What needs to be done: A word-for-word transcription of all the data is required.

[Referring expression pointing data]
- - - - -
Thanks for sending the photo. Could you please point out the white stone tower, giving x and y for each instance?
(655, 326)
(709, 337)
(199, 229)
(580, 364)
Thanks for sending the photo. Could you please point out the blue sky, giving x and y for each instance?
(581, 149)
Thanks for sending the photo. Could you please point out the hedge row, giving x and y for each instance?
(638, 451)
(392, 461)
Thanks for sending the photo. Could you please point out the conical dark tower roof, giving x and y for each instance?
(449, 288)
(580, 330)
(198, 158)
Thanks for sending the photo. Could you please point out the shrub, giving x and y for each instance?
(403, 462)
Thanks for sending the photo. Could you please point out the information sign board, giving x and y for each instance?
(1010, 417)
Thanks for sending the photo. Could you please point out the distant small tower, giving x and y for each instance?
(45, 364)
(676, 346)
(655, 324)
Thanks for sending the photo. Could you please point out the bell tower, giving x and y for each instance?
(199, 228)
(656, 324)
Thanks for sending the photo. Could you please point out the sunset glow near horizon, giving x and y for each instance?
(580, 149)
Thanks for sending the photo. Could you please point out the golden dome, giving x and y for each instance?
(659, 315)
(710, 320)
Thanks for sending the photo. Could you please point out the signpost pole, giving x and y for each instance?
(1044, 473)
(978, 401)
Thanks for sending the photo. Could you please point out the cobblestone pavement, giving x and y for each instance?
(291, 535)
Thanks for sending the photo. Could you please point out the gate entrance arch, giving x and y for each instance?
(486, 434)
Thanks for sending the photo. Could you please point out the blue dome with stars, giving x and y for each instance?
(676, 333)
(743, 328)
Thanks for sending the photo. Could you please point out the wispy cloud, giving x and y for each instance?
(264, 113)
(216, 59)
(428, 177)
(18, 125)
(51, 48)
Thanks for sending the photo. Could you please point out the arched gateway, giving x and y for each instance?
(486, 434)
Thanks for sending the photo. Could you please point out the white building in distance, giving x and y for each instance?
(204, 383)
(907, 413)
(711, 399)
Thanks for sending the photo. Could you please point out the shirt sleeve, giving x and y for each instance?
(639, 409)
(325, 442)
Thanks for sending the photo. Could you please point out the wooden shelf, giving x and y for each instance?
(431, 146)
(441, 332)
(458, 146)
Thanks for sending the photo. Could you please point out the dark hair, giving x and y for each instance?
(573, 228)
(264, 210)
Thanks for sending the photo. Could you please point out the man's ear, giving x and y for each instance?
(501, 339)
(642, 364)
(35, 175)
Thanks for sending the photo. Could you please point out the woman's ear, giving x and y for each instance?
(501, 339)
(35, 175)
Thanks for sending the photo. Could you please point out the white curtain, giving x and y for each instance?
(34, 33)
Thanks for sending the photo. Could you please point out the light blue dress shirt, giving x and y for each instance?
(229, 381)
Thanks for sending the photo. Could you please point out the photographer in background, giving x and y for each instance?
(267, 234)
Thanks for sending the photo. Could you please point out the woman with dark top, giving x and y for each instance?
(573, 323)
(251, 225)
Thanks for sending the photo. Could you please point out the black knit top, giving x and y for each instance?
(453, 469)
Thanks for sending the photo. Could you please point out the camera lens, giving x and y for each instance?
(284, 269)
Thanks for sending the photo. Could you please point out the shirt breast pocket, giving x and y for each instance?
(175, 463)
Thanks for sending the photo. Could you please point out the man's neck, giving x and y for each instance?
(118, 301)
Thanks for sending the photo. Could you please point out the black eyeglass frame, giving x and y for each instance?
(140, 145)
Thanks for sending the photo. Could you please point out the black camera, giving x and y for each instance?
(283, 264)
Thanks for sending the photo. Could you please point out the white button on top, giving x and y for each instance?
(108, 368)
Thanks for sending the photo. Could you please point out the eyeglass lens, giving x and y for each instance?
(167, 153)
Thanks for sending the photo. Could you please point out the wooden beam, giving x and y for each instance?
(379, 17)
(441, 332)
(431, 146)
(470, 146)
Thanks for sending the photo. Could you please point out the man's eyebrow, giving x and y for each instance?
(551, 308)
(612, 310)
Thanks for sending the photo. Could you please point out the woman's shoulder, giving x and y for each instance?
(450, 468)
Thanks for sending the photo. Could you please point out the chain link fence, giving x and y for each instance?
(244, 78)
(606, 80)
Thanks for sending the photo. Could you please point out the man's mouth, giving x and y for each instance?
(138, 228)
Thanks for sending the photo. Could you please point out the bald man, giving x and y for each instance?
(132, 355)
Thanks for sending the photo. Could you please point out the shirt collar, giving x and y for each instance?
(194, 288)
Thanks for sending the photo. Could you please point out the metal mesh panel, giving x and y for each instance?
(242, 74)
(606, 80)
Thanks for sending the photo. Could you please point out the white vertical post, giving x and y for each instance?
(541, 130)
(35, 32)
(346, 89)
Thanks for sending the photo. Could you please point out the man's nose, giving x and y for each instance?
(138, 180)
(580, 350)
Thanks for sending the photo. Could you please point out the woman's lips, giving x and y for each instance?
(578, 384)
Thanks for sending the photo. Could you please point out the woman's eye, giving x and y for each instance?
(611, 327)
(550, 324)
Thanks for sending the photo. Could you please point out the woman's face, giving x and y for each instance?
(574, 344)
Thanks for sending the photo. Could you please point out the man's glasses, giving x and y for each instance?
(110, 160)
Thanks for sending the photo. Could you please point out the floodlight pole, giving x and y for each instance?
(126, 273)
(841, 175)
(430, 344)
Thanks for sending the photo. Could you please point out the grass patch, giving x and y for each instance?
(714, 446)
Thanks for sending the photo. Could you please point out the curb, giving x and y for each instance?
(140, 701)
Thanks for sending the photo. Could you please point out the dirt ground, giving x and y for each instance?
- - - - -
Response to the exercise:
Thanks for sending the photo. Could you please point out the white stone tower, giving x and y for each instance?
(655, 326)
(709, 337)
(199, 229)
(580, 364)
Thanks for sending the photo. Could you please point out the blue sky, giving x and y for each instance?
(581, 149)
Thanks for sending the photo. Could you please point out the hedge row, giving x and y for each instance?
(638, 451)
(392, 461)
Thanks for sending the photo. Could you please point out the conical dark tower roof, giving x and y for each instance?
(449, 288)
(580, 330)
(198, 158)
Thanks for sending the photo. Could you please point out the shrub, giving x and y for each instance?
(403, 462)
Thanks for sending the photo. Could you please point out the information sign board, giving x and y for each instance?
(1010, 417)
Thanks for sending the photo. Could you please point out the distant small tower, giving x and y for each instance?
(45, 364)
(676, 346)
(655, 324)
Thanks for sending the photo. Could you please point out the bell tower, giving x and y for each instance?
(199, 228)
(656, 324)
Thanks for sending the photo. Could you please point out the sunset glow near horizon, giving x and y for each instance?
(580, 149)
Thanks for sending the photo. Could you please point out the golden dome, giving x and y for each instance?
(659, 315)
(710, 320)
Thanks for sending the photo. Could you please point out the signpost pole, giving x and y for each instance?
(1044, 473)
(978, 401)
Thanks for sending the photo. Could you please point out the cobblestone pavement, giving x and y for each instance?
(291, 535)
Thanks for sending the photo. Could you please point out the gate entrance arch, giving x and y for each instance?
(486, 434)
Thanks for sending the photo. Could you please point out the blue dome with stars, giving x and y for each instance?
(676, 333)
(743, 328)
Thanks for sending the photo. Could you please point out the wispy cloud, giving x and y for each instance?
(264, 113)
(216, 59)
(428, 177)
(18, 125)
(51, 48)
Thanks for sending the photo. Could you please point out the arched gateway, giving x and y for each instance?
(486, 434)
Thanks for sending the photo. Could you please point out the white building in distance, giving x and y for each instance?
(204, 383)
(907, 413)
(711, 399)
Thanks for sending the photo. Could you please point out the shirt sleeve, giving x and y for each instance?
(639, 409)
(325, 442)
Thanks for sending the photo. Could you please point out the wooden shelf, giving x and y for each instance?
(431, 146)
(441, 332)
(458, 146)
Thanks for sending the photo. Could you please point out the dark hair, giving x and y for each instance?
(573, 228)
(264, 210)
Thanks for sending the photo. Could you please point out the man's ear, giving x and y for each instance?
(501, 339)
(642, 364)
(35, 175)
Thanks for sending the photo. Could you please point out the woman's ear, giving x and y for each instance?
(501, 339)
(35, 175)
Thanks for sending the photo. Could you please point out the white curtain, giving x and y for each instance?
(34, 33)
Thanks for sending the photo. Could you please point out the light blue dress shirt, giving x and y for each instance?
(229, 381)
Thanks for sending the photo. Could you please point out the photographer in background, giving x and y for each instance?
(267, 234)
Thanks for sending the photo. Could you please point out the woman with dark top, giving x and y for each instance?
(573, 323)
(251, 225)
Thanks for sending the photo. Could you please point out the black knit top, giving x and y for each instance?
(453, 469)
Thanks for sending the photo. Could you please point out the camera lens, giving x and y for each instance?
(284, 269)
Thanks for sending the photo. Could you please point out the shirt breast pocket, giving x and y for each instance?
(175, 463)
Thanks for sending the photo. Could you please point out the man's neck, giving x and y for each instance?
(118, 301)
Thanks for sending the photo. Could you please point out the black eyeglass frame, giving x and y for each instance?
(140, 145)
Thanks for sending the photo. Could you please point out the black camera, giving x and y for each instance?
(283, 264)
Thanks for sending the photo. Could you please point out the white button on top, giving x and y for each instance?
(108, 368)
Thanks for sending the photo. Could you please point out the eyeglass lens, giving x and y for each instance?
(167, 153)
Thanks for sending the photo. Could you please point out the wooden beam, giving x and y for each instance?
(379, 17)
(441, 332)
(431, 146)
(470, 146)
Thanks for sending the photo. Could you please point out the man's eyebrow, giving x and y for each instance?
(551, 308)
(612, 310)
Thanks for sending the photo. Could you please point out the woman's shoulder, giving x and y for each instance?
(450, 468)
Thanks for sending the photo. Could you please point out the chain link fence, giving x and y for each instance?
(244, 78)
(606, 80)
Thanks for sending the photo. Could you please point out the man's mouth, giving x and y for each instance?
(138, 228)
Thanks for sending the photo. Could you please point out the bald man, giving x and y for each instance?
(132, 355)
Thanks for sending the photo. Could you please point out the shirt collar, giving x and y for each instance?
(194, 288)
Thanks for sending the photo. Could you please point out the metal mesh panel, giving x and y for each instance?
(242, 74)
(606, 80)
Thanks for sending the photo. Could you please point out the white vertical post, giving x and y for each instance?
(541, 130)
(35, 32)
(346, 89)
Thanks for sending the photo. Could you please point out the man's nose, giving x and y for each instance?
(138, 180)
(580, 350)
Thanks for sending the photo. Could you please point out the woman's lips, giving x and y for each instance?
(578, 384)
Thanks for sending the photo. Could you please point out the woman's eye, giving x and y for each instance?
(611, 327)
(550, 324)
Thanks for sending the photo. Could you please point out the woman's face, giving x and y for each instance?
(574, 344)
Thanks for sending the photo. Could you please point out the man's glasses, giving x and y for each instance?
(110, 160)
Thanks for sending the photo. Could you please point out the floodlight pole, giving x and y for each instance?
(126, 273)
(841, 175)
(430, 344)
Thanks for sending the photo. Could you please point out the grass patch, giving x and y for each instance?
(714, 446)
Thanks for sending the photo. Could you please point out the curb, giving x and y for each instance?
(140, 701)
Thanks for sending the photo. Could you please point out the dirt ground, giving x and y for each instance?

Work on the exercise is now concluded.